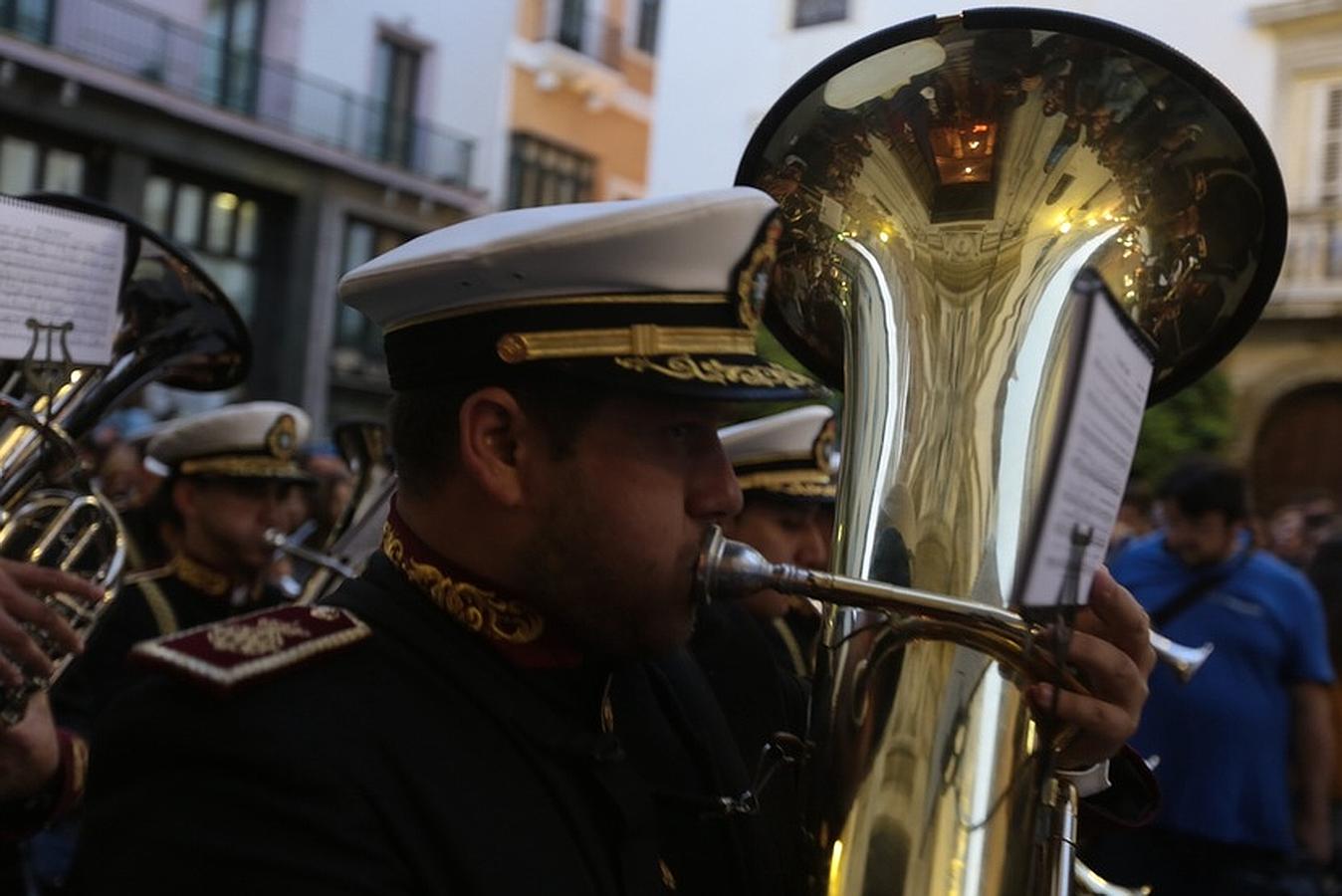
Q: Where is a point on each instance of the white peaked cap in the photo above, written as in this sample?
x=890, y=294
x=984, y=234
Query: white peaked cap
x=790, y=454
x=659, y=294
x=253, y=440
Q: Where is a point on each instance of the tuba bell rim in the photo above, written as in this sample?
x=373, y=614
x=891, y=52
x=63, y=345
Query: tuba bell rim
x=1167, y=381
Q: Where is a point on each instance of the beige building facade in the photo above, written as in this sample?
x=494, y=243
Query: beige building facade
x=580, y=101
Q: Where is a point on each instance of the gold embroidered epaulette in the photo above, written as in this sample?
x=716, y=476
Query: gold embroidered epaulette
x=243, y=648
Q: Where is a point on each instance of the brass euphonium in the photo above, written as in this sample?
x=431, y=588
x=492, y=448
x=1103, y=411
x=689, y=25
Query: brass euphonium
x=174, y=327
x=941, y=185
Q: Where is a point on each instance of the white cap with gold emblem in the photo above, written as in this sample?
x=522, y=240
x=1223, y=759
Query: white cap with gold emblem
x=651, y=294
x=253, y=440
x=787, y=455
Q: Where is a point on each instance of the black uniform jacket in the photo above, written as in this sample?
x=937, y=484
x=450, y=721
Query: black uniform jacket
x=420, y=761
x=147, y=605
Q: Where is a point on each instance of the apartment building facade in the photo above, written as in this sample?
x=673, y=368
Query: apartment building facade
x=282, y=141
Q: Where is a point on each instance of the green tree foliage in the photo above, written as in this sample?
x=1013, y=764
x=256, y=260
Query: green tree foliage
x=1198, y=420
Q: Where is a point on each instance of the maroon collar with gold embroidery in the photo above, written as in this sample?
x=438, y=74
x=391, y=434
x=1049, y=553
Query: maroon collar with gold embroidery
x=508, y=624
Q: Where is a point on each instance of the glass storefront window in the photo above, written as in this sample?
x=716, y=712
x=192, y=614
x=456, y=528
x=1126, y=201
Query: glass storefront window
x=18, y=165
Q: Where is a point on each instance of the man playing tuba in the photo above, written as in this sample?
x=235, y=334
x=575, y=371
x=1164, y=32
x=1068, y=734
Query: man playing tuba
x=502, y=703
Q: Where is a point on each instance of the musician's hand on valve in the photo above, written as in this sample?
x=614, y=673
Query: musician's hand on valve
x=19, y=602
x=1110, y=647
x=30, y=753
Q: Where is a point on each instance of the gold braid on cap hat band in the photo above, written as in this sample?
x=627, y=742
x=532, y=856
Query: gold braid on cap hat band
x=790, y=482
x=643, y=339
x=242, y=466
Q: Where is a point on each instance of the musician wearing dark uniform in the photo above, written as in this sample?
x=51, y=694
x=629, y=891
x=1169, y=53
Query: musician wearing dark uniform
x=786, y=466
x=230, y=471
x=502, y=703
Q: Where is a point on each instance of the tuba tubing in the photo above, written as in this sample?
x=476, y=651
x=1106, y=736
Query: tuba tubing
x=729, y=568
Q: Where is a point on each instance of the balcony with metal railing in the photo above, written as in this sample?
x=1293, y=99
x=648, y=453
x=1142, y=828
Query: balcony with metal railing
x=1311, y=275
x=569, y=23
x=123, y=38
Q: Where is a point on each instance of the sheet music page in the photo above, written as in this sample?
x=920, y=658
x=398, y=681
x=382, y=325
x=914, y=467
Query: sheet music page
x=1095, y=452
x=57, y=269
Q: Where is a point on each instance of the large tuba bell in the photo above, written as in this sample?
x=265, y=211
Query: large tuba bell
x=174, y=327
x=942, y=184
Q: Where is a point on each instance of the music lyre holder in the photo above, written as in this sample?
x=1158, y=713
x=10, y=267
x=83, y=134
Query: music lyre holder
x=47, y=374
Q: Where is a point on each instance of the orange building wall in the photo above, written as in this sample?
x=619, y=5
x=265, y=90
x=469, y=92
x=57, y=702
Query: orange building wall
x=616, y=141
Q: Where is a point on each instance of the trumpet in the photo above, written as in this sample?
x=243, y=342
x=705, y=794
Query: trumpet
x=365, y=448
x=728, y=568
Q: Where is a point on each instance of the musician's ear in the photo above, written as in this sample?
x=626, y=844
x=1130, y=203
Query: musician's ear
x=496, y=441
x=185, y=498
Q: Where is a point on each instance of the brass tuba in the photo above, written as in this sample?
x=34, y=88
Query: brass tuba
x=941, y=185
x=174, y=327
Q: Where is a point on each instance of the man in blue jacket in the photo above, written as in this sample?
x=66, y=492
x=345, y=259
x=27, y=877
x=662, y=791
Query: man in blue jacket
x=1251, y=723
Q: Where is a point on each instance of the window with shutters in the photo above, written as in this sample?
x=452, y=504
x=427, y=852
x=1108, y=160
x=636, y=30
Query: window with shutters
x=813, y=12
x=547, y=173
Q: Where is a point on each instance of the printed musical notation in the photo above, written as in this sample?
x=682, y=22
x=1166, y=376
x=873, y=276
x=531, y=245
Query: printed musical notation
x=59, y=273
x=1109, y=382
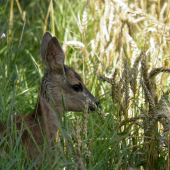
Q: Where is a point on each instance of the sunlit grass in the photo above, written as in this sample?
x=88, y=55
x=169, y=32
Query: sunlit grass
x=106, y=38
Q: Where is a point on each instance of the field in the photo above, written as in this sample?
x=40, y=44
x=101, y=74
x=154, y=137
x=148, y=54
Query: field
x=121, y=50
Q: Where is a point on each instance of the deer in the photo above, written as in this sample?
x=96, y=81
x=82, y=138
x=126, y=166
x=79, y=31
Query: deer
x=59, y=83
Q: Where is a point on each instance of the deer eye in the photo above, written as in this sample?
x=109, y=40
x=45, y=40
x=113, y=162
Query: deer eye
x=77, y=87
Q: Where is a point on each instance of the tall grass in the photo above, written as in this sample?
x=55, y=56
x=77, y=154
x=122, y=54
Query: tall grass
x=121, y=49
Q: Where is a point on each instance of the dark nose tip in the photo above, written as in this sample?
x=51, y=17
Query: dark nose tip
x=97, y=103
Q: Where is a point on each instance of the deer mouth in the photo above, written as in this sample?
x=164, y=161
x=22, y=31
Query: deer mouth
x=94, y=106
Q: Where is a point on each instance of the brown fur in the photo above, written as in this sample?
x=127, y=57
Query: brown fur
x=59, y=84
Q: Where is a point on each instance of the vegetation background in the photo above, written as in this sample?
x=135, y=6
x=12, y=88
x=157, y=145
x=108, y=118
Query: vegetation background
x=121, y=50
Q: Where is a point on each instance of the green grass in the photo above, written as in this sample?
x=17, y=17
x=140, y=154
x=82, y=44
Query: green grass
x=110, y=145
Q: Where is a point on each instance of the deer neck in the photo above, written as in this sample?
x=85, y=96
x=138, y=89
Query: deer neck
x=47, y=117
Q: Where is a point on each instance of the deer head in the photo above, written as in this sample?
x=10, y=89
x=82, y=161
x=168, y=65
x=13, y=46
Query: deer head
x=61, y=84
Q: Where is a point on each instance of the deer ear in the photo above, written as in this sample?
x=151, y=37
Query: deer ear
x=54, y=55
x=52, y=52
x=45, y=40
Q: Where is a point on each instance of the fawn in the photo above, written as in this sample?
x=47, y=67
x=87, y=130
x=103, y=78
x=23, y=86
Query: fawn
x=60, y=83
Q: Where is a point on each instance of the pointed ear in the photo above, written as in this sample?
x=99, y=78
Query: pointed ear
x=52, y=52
x=54, y=55
x=45, y=40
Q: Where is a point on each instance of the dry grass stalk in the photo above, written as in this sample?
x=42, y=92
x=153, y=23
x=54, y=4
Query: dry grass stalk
x=144, y=70
x=103, y=78
x=84, y=118
x=156, y=71
x=148, y=95
x=78, y=141
x=126, y=85
x=134, y=73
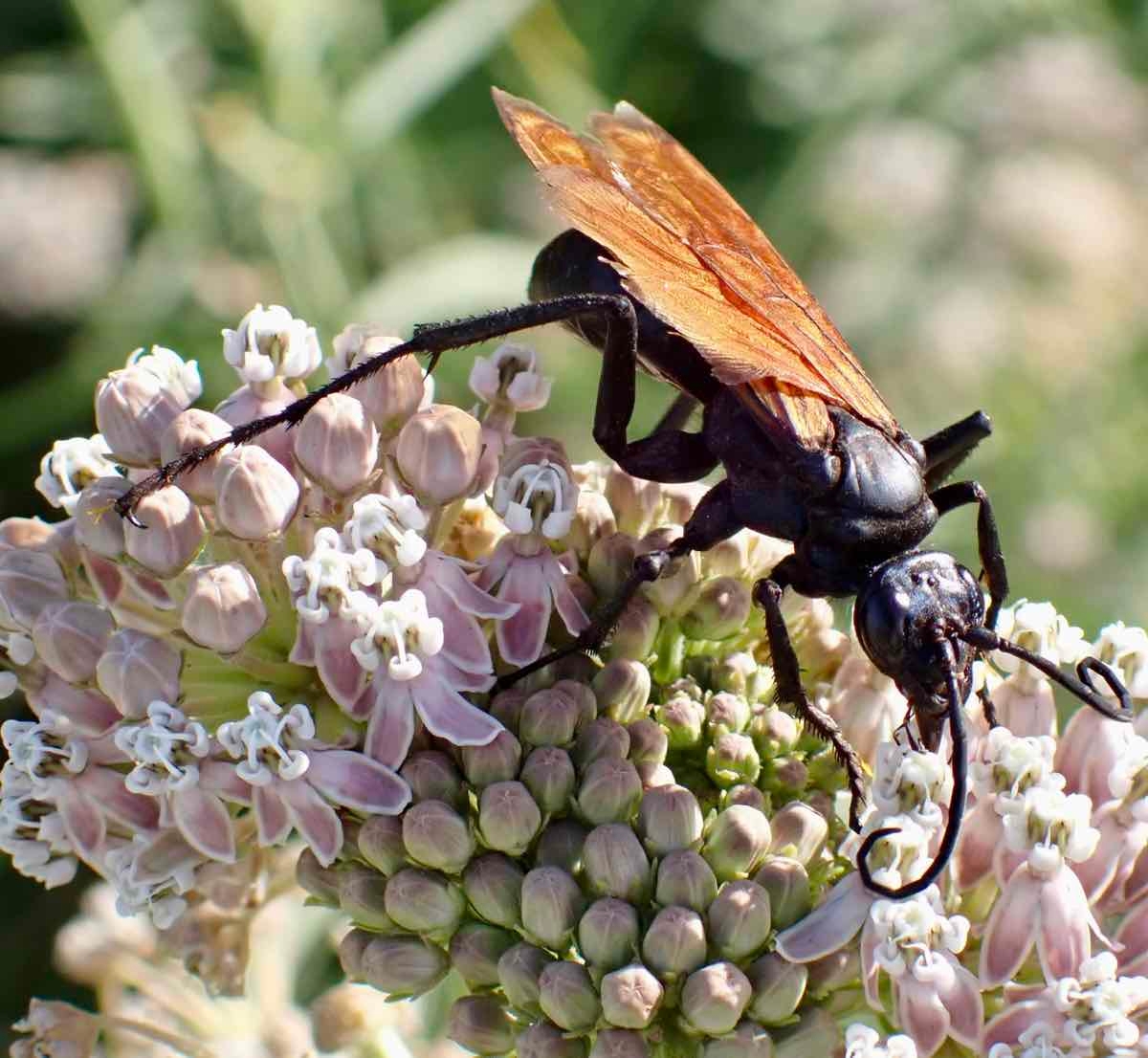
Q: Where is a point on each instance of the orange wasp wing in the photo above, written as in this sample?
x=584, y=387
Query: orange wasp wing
x=693, y=256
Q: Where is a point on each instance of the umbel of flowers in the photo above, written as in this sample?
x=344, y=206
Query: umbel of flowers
x=640, y=854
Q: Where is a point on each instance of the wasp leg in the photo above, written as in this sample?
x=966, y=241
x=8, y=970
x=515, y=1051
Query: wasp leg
x=947, y=449
x=988, y=541
x=767, y=593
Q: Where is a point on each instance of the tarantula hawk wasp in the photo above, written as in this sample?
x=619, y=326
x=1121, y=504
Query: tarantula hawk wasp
x=661, y=269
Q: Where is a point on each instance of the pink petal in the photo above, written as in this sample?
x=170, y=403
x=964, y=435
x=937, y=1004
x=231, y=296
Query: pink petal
x=357, y=782
x=271, y=815
x=449, y=715
x=1011, y=929
x=831, y=925
x=314, y=818
x=205, y=823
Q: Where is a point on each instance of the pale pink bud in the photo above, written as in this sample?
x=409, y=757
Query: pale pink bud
x=255, y=495
x=437, y=453
x=337, y=444
x=70, y=637
x=223, y=608
x=188, y=430
x=170, y=535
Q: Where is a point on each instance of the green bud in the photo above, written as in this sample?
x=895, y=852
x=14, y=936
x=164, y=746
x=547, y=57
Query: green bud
x=549, y=775
x=670, y=820
x=607, y=935
x=739, y=919
x=686, y=879
x=380, y=841
x=561, y=846
x=736, y=841
x=519, y=970
x=675, y=942
x=497, y=762
x=733, y=759
x=435, y=835
x=630, y=996
x=614, y=863
x=509, y=817
x=425, y=903
x=603, y=738
x=482, y=1025
x=779, y=987
x=567, y=996
x=403, y=965
x=649, y=742
x=552, y=903
x=493, y=884
x=715, y=999
x=623, y=689
x=609, y=791
x=787, y=884
x=433, y=777
x=475, y=949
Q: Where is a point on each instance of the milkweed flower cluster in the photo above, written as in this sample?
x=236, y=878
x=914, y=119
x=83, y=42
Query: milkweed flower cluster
x=642, y=854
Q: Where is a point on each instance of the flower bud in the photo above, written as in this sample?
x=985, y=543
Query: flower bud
x=433, y=777
x=736, y=841
x=549, y=775
x=787, y=884
x=481, y=1024
x=380, y=844
x=779, y=987
x=497, y=762
x=255, y=495
x=549, y=717
x=733, y=759
x=425, y=902
x=519, y=970
x=437, y=453
x=609, y=791
x=362, y=895
x=614, y=863
x=675, y=942
x=715, y=999
x=437, y=837
x=494, y=886
x=623, y=689
x=561, y=845
x=475, y=949
x=403, y=965
x=552, y=904
x=337, y=444
x=670, y=820
x=567, y=996
x=223, y=607
x=390, y=395
x=70, y=637
x=509, y=817
x=686, y=879
x=607, y=936
x=739, y=920
x=630, y=996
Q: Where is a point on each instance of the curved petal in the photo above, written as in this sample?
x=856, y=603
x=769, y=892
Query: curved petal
x=357, y=782
x=204, y=821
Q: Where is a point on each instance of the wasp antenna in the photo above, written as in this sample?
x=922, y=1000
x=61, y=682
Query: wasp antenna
x=1083, y=688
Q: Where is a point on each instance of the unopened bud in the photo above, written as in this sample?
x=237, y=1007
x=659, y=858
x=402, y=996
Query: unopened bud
x=223, y=608
x=437, y=453
x=552, y=904
x=255, y=495
x=567, y=996
x=607, y=936
x=337, y=444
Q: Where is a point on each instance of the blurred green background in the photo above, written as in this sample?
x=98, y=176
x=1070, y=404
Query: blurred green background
x=963, y=186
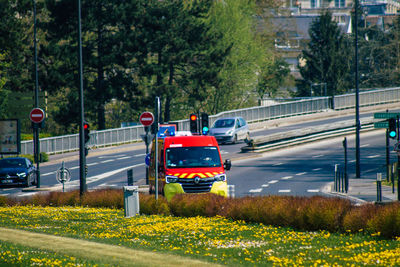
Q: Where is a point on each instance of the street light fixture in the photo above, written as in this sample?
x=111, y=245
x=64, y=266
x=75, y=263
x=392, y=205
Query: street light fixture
x=357, y=111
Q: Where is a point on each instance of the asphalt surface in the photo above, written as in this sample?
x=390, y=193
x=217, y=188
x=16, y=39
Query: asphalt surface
x=360, y=190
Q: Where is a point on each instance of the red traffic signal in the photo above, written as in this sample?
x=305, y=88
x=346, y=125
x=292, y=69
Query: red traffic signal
x=86, y=130
x=193, y=123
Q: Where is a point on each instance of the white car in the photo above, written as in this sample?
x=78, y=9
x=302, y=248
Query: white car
x=230, y=130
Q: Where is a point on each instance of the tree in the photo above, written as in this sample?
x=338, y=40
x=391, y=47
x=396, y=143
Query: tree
x=103, y=72
x=245, y=52
x=326, y=58
x=272, y=76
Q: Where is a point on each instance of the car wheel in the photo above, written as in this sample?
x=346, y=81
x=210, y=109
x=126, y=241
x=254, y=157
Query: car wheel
x=28, y=182
x=247, y=137
x=234, y=141
x=35, y=179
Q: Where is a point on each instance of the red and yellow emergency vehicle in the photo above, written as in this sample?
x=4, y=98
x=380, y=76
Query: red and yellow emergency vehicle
x=188, y=164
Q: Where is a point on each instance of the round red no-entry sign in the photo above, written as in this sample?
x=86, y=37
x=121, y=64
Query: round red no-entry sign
x=146, y=118
x=37, y=115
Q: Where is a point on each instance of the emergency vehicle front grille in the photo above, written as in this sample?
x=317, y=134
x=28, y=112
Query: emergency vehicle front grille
x=203, y=185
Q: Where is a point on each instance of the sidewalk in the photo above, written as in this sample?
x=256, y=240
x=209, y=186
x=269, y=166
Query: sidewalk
x=365, y=190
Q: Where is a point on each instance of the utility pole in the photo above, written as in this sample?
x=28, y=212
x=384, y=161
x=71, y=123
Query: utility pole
x=82, y=156
x=358, y=126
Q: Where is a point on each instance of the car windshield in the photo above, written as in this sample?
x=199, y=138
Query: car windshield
x=225, y=123
x=184, y=157
x=12, y=163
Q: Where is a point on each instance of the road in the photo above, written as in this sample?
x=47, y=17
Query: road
x=305, y=170
x=302, y=170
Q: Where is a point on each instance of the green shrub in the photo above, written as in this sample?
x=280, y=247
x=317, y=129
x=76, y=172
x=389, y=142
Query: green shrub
x=189, y=205
x=386, y=221
x=323, y=213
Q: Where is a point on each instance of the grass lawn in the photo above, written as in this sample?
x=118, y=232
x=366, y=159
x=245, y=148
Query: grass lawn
x=196, y=240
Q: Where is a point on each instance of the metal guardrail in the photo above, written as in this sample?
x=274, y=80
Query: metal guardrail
x=279, y=140
x=67, y=143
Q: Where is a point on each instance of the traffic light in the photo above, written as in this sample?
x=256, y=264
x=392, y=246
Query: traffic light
x=86, y=129
x=193, y=123
x=392, y=128
x=204, y=124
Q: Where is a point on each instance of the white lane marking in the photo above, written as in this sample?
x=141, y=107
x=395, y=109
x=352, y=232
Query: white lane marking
x=113, y=156
x=127, y=157
x=258, y=190
x=99, y=177
x=313, y=190
x=318, y=156
x=109, y=160
x=284, y=191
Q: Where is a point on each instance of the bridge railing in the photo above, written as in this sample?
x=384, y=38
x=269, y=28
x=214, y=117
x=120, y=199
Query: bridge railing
x=67, y=143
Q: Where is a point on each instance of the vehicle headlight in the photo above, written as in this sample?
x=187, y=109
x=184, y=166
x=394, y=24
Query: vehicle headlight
x=21, y=175
x=171, y=179
x=220, y=177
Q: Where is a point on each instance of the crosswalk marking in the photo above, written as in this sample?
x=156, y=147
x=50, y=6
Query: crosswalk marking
x=258, y=190
x=317, y=156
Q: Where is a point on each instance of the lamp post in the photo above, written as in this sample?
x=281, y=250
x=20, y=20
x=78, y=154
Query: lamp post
x=357, y=111
x=36, y=125
x=82, y=156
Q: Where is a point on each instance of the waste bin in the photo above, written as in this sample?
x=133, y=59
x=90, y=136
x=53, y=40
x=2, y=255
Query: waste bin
x=131, y=201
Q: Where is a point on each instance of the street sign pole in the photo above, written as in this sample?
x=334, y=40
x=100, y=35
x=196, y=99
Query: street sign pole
x=146, y=129
x=36, y=116
x=157, y=111
x=147, y=119
x=82, y=156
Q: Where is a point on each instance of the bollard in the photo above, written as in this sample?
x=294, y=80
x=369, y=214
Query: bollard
x=379, y=187
x=335, y=179
x=131, y=201
x=130, y=177
x=231, y=190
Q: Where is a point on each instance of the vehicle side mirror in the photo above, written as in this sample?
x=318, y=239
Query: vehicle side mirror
x=227, y=164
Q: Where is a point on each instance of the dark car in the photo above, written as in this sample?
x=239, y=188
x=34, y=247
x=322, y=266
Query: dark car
x=17, y=171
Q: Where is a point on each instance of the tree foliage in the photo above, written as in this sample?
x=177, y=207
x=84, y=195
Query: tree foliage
x=326, y=58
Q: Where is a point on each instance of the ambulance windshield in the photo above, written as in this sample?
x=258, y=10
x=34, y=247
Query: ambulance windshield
x=189, y=157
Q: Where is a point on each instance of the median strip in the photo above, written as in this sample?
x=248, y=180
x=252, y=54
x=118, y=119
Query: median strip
x=106, y=254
****************
Your task:
When you reach the line in the material above that holds "x=256, y=260", begin reproducing lines exactly, and stop after the line that holds "x=532, y=856".

Answer to this task:
x=256, y=260
Query: green tree foliage
x=1198, y=420
Q: Where is a point on each instance of the maroon collar with gold embroidery in the photo above, written as in this sample?
x=438, y=74
x=391, y=434
x=1049, y=553
Query: maroon collar with gold embroidery
x=508, y=624
Q: Where is a point on each instance of the glass storefront window in the photo above, written as in this sample?
x=716, y=712
x=192, y=614
x=456, y=528
x=1126, y=201
Query: glass storefront window
x=18, y=165
Q: Where is a point on each instance of the man playing tuba in the photo above, written as in this sample?
x=235, y=334
x=575, y=371
x=1164, y=32
x=1068, y=734
Query: man playing tuba
x=502, y=703
Q: Where is a point on each instance of the musician's hand on valve in the photo above, written as in this sample?
x=614, y=673
Query: musician's hand on valve
x=19, y=602
x=1110, y=647
x=30, y=753
Q: Where is a point on each instance of the gold braid on cap hat band in the photo above, written as in this sample?
x=627, y=742
x=532, y=856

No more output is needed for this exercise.